→ **STATED GOAL 1**
Reproduce the rows below exactly, starting at the line that contains "Game engine object recognition — detect sky" and ending at the line that contains "334, 31, 800, 105", and omit the picture from your answer.

==== GIVEN PASSAGE

Mole Trapping for Thompson's Station Homeowners
If you're seeing raised tunnels along your new concrete driveway in Thompson's Station or dirt mounds around your landscape trees, you're not imagining it. That's the specific, frustrating damage moles cause here, especially in newer neighborhoods like The Reserve or along the Lewisburg Pike corridor. The problem isn't just the eyesore; it's the underlying stress on your property that they signal.
In Thompson's Station, your mole problem often starts with a tree. When a builder plants a tree too deep in your new subdivision's front yard, that tree becomes stressed. A stressed tree can't defend its roots, which become soft and attractive to white grubs. Those grubs multiply, creating a buffet that draws moles in from the surrounding fields. They tunnel relentlessly, especially along your new patio edges and sidewalks, because hitting that concrete forces them to dig a permanent highway right beside it.
Why Trapping Alone Fails Here
Moles are fiercely territorial. If I simply trap and remove the mole damaging your yard in, say, Wynwood Farms, the empty tunnel network becomes a target. A neighboring mole will find it during its patrol, move right in, and you're back to square one within weeks. That's why effective control requires a three-part protocol: trapping the current occupants, applying a grub control to remove the food incentive, and placing a specific poison in the tunnels. That poison isn't for the mole we catch; it's for the next one that tries to claim the vacant territory your stressed tree has created.

========
==== SUPPLIED MATERIAL

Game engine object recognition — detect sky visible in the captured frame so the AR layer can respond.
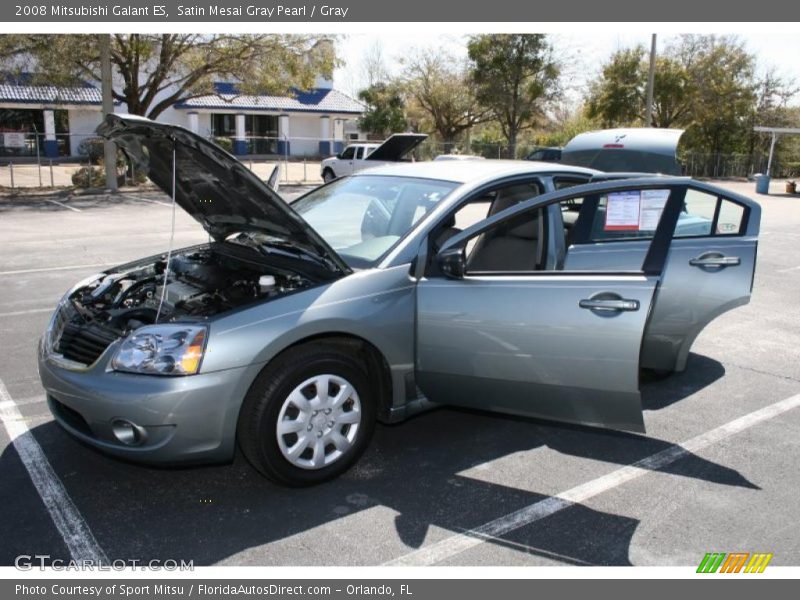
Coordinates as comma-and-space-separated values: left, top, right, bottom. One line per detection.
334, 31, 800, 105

========
==== SUPPLIED MATERIAL

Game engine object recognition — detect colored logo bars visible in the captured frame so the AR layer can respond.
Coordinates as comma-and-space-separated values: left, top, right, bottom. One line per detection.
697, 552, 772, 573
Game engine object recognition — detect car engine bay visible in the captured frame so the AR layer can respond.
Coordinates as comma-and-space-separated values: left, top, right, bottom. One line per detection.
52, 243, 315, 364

========

→ **STATED GOAL 2**
Write out, word for word, the part of the mole trapping page above that opens with the words containing "Mole Trapping for" and closes with "that they signal.".

→ **COMPLETE RESPONSE 1**
Game engine object recognition — detect sky visible in the captured frame so the AR layer can respond.
Coordinates as comma-and-space-separated values: left, top, right, bottom. One line per detection.
334, 31, 800, 105

→ **COMPLETE RESPONSE 2**
Mole Trapping for Thompson's Station Homeowners
If you're seeing raised tunnels along your new concrete driveway in Thompson's Station or dirt mounds around your landscape trees, you're not imagining it. That's the specific, frustrating damage moles cause here, especially in newer neighborhoods like The Reserve or along the Lewisburg Pike corridor. The problem isn't just the eyesore; it's the underlying stress on your property that they signal.